REQUIREMENT A:
Summarize the text on detecting galaxy mergers in two sentences.
REQUIREMENT B:
Write the next part of the text on detecting galaxy mergers, starting right after its final sentence.

-- START OF EXTRACTED TEXT --

Deep Learning Method Improves Detection of Galaxy Mergers Across Mass Ranges
Researchers developed a convolutional neural network trained on simulated images to identify galaxy mergers at redshift z~1, achieving 65% overall accuracy across a wide range of galaxy masses from 10^8 to 10^12.5 solar masses. The method represents an advance because previous merger identification techniques were primarily calibrated for high-mass galaxies, which are easier to detect but less common than low-mass systems. This capability is important for understanding galaxy evolution and preparing for upcoming large astronomical surveys like JWST and Rubin Observatory.
Astronomers have developed a machine learning approach to identify galaxy mergers across a broader range of stellar masses and mass ratios than previous methods allowed. The team trained a convolutional neural network using mock Hubble Space Telescope images created from the IllustrisTNG50 cosmological simulation, testing it on galaxies at redshift z~1 with masses spanning from 10^8 to 10^12.5 solar masses and mass ratios down to 1:10. The network achieved 65% overall accuracy, with particularly strong performance on major mergers at early stages (74% accuracy), comparable to networks trained at lower redshifts or higher masses. The researchers identified orientation angle as a key limitation, finding that 98% of mergers are detectable from at least one viewing angle but only 61% from most angles. The work addresses a critical gap in merger identification methodology and provides a tool applicable to upcoming large surveys including JWST, Rubin Observatory, Roman Space Telescope, and Euclid.

-- END OF EXTRACTED TEXT --
-- START OF SOURCE EXCERPT --

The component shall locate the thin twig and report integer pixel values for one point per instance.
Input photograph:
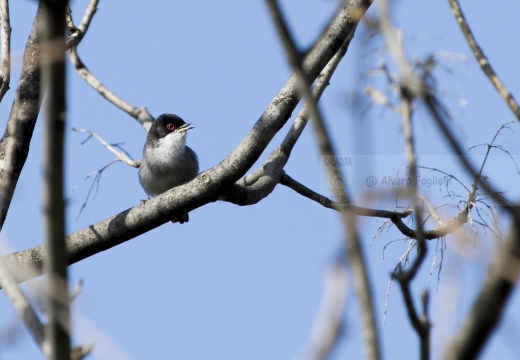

-- END OF SOURCE EXCERPT --

WRITTEN ANSWER A:
Researchers trained a convolutional neural network on mock Hubble Space Telescope images built from the IllustrisTNG50 simulation to find galaxy mergers at redshift z~1, covering masses from 10^8 to 10^12.5 solar masses and mass ratios down to 1:10, and reached 65% overall accuracy, or 74% for major mergers at early stages. Viewing angle was a key limit, since 98% of mergers can be detected from at least one angle but only 61% from most angles, and the method fills a gap left by earlier techniques tuned mainly for high-mass galaxies while offering a tool for surveys such as JWST, Rubin Observatory, Roman Space Telescope, and Euclid.

WRITTEN ANSWER B:
What's missing
The study's own limitations include: the 65% accuracy rate indicates substantial room for improvement before deployment on real observational data; the method was trained exclusively on simulated IllustrisTNG50 images and may not generalize perfectly to real HST or future survey data; the impact of confounding variables like star formation on real-world application is acknowledged but not fully explored; and the practical computational requirements and runtime for applying this network to large survey datasets are not discussed.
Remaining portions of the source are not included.